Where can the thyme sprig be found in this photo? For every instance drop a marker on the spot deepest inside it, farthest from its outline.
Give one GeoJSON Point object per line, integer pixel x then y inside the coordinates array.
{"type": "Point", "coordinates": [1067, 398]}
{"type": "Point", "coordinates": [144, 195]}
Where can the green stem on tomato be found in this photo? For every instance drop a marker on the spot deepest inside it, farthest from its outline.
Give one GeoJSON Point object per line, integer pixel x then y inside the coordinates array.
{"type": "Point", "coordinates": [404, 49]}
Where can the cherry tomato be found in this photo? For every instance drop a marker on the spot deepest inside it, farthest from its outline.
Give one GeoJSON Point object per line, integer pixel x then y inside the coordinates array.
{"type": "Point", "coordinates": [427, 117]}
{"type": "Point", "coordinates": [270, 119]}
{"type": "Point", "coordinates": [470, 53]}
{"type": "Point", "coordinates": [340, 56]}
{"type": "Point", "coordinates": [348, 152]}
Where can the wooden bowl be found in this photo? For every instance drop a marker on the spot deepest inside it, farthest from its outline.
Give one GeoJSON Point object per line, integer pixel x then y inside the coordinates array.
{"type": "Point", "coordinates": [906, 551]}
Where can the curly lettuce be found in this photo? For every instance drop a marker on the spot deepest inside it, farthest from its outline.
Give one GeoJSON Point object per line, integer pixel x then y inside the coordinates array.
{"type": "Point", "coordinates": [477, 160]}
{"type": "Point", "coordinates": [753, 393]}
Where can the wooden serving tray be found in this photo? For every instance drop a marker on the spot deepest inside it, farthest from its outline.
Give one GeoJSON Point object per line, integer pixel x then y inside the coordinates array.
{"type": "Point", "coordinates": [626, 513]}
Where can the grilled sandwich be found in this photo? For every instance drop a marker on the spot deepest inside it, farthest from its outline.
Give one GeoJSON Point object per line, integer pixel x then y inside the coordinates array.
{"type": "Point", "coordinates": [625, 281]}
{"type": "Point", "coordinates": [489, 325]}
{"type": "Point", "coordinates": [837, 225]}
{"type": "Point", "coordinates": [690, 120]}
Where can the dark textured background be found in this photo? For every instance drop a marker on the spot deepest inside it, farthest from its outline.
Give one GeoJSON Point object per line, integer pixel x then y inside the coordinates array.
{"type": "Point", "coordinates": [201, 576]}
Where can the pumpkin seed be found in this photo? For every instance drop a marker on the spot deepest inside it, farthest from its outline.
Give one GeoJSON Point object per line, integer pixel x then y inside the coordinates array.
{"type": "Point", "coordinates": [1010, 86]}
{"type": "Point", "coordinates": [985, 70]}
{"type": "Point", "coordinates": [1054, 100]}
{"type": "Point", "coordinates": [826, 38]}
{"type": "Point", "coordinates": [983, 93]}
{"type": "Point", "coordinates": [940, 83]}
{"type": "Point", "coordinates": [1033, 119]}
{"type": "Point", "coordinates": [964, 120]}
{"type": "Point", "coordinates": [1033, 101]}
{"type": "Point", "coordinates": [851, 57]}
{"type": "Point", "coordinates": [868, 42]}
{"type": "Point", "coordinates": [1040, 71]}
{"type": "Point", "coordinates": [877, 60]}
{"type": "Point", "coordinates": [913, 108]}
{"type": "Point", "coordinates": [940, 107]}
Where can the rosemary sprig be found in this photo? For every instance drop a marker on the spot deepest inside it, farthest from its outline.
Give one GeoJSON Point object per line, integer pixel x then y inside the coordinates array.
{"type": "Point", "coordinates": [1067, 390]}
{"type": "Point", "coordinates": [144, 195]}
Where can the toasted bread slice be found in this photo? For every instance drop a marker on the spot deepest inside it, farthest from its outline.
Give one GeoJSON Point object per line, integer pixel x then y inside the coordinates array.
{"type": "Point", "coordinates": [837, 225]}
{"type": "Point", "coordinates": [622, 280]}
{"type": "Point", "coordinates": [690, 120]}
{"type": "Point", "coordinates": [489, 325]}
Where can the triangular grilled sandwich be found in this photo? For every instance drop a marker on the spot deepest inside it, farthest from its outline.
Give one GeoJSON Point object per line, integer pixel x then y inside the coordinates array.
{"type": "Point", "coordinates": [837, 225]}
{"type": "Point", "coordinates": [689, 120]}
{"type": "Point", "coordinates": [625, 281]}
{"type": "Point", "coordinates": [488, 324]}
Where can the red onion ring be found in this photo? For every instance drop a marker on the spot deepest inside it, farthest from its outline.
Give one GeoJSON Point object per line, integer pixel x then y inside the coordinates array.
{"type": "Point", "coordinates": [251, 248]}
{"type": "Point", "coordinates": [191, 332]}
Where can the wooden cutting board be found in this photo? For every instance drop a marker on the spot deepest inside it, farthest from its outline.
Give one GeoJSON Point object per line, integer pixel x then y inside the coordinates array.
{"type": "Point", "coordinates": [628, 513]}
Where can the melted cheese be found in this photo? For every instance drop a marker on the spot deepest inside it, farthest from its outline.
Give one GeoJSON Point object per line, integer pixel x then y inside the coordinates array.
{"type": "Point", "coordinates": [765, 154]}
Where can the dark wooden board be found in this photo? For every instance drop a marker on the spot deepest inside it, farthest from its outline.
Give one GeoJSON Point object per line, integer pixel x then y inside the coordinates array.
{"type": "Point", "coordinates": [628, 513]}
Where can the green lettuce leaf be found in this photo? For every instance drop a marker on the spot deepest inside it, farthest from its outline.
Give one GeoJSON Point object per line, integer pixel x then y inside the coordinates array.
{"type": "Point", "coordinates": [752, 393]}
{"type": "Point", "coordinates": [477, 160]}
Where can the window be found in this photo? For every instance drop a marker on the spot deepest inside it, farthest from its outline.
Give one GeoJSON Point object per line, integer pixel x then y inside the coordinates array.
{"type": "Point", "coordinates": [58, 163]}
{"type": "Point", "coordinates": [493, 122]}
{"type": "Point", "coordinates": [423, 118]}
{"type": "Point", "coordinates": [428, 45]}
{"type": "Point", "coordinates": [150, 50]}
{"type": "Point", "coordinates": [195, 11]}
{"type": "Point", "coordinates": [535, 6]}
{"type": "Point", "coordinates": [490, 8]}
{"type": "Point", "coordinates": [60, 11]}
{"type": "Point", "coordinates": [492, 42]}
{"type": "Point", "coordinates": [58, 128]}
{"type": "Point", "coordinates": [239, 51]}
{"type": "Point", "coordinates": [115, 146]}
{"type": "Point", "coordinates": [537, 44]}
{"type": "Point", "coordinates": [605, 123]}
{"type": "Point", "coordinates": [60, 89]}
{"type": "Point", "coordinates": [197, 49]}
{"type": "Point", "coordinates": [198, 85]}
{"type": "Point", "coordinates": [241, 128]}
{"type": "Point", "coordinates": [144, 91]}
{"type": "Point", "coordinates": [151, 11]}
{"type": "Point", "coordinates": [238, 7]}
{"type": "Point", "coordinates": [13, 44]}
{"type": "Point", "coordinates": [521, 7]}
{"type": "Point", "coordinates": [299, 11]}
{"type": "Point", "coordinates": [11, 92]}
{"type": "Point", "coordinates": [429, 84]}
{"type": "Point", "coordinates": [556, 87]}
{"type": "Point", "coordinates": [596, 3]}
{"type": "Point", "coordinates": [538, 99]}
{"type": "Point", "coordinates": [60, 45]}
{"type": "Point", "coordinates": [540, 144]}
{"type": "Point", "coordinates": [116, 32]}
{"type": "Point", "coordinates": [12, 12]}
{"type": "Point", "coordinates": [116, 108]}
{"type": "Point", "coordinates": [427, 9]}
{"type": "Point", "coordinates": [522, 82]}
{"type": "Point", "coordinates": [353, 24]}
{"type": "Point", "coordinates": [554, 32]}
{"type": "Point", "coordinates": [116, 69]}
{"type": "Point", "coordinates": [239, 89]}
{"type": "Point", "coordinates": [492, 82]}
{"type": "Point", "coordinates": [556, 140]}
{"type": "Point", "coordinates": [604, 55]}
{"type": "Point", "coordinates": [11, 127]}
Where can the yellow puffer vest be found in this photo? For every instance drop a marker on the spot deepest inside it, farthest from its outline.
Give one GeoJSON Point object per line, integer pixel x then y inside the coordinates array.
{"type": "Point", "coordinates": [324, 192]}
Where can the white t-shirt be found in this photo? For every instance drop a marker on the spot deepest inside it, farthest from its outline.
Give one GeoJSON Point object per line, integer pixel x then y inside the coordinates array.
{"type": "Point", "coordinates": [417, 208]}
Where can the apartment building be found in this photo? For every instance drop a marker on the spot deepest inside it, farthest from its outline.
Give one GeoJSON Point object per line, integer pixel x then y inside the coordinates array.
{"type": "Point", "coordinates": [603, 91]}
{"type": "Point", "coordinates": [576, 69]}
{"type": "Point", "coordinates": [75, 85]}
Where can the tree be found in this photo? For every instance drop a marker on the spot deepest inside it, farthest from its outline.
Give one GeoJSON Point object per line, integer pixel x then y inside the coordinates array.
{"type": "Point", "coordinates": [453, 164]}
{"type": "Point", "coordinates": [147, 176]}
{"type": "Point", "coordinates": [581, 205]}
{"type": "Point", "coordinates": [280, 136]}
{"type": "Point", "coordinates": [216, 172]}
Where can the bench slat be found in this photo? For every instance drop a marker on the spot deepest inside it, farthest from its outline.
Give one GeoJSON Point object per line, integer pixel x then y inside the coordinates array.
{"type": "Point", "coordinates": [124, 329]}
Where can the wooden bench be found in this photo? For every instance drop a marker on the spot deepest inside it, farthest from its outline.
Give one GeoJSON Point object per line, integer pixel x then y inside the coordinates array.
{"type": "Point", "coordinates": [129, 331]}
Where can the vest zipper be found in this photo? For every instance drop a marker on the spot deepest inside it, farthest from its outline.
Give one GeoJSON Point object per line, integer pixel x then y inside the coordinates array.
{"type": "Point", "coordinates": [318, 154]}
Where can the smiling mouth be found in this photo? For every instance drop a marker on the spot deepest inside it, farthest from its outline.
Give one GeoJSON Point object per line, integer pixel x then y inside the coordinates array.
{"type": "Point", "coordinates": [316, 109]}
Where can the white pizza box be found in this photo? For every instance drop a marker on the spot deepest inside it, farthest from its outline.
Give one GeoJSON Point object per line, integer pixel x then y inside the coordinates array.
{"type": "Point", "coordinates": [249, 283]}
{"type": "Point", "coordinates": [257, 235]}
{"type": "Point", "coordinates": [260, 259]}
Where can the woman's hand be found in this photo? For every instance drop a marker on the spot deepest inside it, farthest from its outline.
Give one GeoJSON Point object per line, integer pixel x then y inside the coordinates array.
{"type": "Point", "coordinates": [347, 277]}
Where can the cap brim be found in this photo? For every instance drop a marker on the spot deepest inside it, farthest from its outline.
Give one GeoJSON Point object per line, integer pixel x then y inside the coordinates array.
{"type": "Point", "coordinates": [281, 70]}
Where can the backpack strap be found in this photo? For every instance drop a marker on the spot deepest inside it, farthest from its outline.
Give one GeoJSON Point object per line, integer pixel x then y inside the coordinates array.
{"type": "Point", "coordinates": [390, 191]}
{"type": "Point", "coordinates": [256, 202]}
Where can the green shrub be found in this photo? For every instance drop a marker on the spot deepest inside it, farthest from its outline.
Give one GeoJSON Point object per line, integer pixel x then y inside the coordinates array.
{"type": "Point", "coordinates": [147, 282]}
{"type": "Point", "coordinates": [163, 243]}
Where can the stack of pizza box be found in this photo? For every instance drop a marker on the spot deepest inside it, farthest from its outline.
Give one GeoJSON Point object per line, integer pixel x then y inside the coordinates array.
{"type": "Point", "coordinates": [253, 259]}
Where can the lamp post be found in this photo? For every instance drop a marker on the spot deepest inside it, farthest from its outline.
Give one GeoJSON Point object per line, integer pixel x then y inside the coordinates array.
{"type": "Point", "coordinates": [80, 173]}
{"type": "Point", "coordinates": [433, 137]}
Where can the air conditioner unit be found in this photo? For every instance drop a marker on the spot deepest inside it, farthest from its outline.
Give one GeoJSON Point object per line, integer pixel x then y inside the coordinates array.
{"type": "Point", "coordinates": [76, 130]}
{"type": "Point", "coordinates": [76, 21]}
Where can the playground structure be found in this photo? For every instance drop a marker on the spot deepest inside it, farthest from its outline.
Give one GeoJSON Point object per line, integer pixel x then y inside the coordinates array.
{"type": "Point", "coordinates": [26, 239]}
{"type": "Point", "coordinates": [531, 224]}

■ **EXERCISE DETAILS**
Collect every line with the string "sprig" from the records, and copy each.

■ **RESULT FOR THIS TASK**
Where can the thyme sprig be found in this photo? For every instance drop a marker on the spot deepest inside it, farthest from its outline.
Where can the rosemary sprig be found in this photo? For every instance drop a marker on the spot deepest inside it, farthest from its outline.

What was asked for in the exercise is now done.